- **課題 a**: コンゴの鉄鉱石採掘権に関する記事によると、Sundance社との契約を撤回した政令は何月何日付か。

- **引用文**:
----------------------------------------

豪州鉱山企業Sundance Resources社は先日、コンゴ共和国から同地での鉄鉱石採掘許可を剥奪され、巨大なMbalam-Nabeba鉄鉱床の開発契約を解除されたことが明らかになった。コンゴの大統領と4人の閣僚が共同で署名した11月30日の政令で、政府はコンゴ共和国とカメルーンにまたがるこの鉄鉱床の開発が不十分であることや権利の不払いなど、いくつかの理由を挙げて契約を撤回したとのことだ。

 

 もっとも、現在コンゴからの攻撃を経験しているのはSundance社だけではない。豪州に拠点を置く他2企業——ASX上場のEquatorial Resources社と、私営のCore Mining Congo社——も最近、鉄鉱石の採掘と探査の権利をコンゴから剥奪されたとのこと。そして、代わりに権利を授与されたのは、地域での歴史のない謎の無名企業であり、現在、中国との関係が取り沙汰されている。要するに、このコンゴ内での豪州鉄鉱石企業締め出しとも言えるような動きの背景には、中国の存在があると考えられているようだ。ブルームバーグ紙、豪ファイナンシャル・レヴュー紙などが報じている。

----------------------------------------

- **演習用記録**:
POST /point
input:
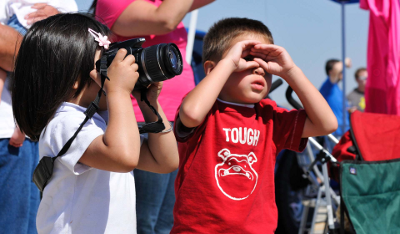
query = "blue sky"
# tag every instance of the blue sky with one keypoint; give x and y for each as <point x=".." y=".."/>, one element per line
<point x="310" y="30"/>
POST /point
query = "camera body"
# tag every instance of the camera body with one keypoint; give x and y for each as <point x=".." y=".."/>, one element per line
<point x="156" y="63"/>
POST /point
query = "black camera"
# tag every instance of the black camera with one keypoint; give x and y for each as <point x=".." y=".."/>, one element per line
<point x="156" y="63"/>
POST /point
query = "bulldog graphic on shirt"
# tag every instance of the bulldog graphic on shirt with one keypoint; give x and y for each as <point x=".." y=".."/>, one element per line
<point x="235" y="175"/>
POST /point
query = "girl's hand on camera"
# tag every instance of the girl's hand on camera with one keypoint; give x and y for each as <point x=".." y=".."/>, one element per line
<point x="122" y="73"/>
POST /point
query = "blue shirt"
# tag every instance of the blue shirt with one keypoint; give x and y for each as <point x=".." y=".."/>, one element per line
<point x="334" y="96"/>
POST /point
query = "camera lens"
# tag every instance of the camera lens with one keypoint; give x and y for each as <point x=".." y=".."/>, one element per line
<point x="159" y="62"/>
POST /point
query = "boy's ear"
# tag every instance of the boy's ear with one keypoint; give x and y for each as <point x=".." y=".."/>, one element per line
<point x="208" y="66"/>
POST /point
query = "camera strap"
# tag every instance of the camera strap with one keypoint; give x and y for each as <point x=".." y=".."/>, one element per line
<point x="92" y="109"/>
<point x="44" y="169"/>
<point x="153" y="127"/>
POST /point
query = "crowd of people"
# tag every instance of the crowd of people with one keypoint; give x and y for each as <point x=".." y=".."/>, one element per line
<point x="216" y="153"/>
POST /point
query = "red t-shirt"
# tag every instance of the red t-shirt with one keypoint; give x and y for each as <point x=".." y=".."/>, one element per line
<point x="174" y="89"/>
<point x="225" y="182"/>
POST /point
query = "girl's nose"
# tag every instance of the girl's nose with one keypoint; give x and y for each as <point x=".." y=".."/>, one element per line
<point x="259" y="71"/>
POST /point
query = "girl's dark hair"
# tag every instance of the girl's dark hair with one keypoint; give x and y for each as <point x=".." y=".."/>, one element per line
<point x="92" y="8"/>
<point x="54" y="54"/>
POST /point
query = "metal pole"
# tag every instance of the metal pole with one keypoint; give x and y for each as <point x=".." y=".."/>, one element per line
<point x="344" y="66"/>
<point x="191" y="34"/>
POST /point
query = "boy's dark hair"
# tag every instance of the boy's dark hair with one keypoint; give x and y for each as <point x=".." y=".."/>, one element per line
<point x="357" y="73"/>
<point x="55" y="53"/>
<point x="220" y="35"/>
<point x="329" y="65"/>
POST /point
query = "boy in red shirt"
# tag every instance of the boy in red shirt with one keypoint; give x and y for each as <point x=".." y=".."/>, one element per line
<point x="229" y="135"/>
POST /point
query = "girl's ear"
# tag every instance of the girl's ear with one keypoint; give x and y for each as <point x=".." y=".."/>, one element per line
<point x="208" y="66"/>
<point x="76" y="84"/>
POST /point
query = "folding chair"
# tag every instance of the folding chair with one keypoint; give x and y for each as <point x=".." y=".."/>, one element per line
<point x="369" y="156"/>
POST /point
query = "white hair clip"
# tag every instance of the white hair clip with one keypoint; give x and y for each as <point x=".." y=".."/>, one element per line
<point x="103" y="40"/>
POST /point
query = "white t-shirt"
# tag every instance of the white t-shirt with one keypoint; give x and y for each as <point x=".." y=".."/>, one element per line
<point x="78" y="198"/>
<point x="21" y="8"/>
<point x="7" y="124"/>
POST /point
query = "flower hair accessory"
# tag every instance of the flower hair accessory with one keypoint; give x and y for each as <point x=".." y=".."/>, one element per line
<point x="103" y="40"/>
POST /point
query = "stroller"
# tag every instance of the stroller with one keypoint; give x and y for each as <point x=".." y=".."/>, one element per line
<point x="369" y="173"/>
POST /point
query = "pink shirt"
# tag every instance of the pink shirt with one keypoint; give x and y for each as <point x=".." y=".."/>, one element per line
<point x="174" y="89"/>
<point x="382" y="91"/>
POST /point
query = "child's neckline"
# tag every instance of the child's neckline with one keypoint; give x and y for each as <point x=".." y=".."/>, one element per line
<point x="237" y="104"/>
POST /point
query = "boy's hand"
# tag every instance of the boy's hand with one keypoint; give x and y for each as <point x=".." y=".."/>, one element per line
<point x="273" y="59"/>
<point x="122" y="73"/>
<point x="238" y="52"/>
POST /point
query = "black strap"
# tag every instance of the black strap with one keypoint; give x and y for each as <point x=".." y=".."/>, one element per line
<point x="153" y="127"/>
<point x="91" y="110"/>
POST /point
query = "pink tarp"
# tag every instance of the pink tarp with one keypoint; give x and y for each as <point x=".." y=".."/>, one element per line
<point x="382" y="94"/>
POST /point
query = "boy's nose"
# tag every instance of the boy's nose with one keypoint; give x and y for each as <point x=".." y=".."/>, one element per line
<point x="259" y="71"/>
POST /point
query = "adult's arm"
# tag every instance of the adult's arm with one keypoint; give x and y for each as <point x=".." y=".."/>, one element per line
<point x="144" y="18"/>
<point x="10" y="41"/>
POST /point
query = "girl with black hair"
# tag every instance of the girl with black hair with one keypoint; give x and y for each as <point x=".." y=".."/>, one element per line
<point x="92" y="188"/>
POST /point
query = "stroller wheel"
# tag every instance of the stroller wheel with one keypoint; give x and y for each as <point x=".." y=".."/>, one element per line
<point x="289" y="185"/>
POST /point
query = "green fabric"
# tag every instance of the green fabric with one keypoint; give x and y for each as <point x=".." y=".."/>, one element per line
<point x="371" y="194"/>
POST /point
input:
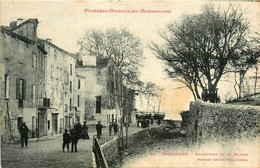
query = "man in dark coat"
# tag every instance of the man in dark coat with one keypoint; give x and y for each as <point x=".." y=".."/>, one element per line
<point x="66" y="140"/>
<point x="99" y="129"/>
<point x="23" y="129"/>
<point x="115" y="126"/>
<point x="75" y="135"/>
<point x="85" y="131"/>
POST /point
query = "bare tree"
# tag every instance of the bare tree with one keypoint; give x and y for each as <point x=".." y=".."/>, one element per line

----------------------------------------

- **課題 b**: 上の記録から、「camera」という文字列を含む行をすべて抜き出してください。

- **正解 a**: 11月30日付。

- **正解 b**:
query = "camera body"
# tag every instance of the camera body with one keypoint; give x and y for each as <point x=".." y=".."/>, one element per line
query = "black camera"
# tag every instance of the black camera with one keypoint; give x and y for each as <point x=".." y=".."/>, one element per line
query = "girl's hand on camera"
# tag every instance of the girl's hand on camera with one keypoint; give x and y for each as <point x=".." y=".."/>, one element per line
query = "camera lens"
# tag every instance of the camera lens with one keypoint; give x and y for each as <point x=".." y=".."/>, one element per line
query = "camera strap"
# tag every instance of the camera strap with one keypoint; give x and y for each as <point x=".." y=".."/>, one element per line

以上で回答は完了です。